* Start AVAILABLE DATA *

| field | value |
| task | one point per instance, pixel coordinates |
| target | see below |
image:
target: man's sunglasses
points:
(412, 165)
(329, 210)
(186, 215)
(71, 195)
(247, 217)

* End AVAILABLE DATA *

▶ **THE EXERCISE**: Return every item above unchanged, keeping each line in its original order.

▶ **WRITTEN ANSWER**:
| field | value |
| task | one point per instance, pixel coordinates |
| target | see below |
image:
target: man's sunglasses
points:
(412, 165)
(329, 210)
(186, 215)
(71, 195)
(247, 217)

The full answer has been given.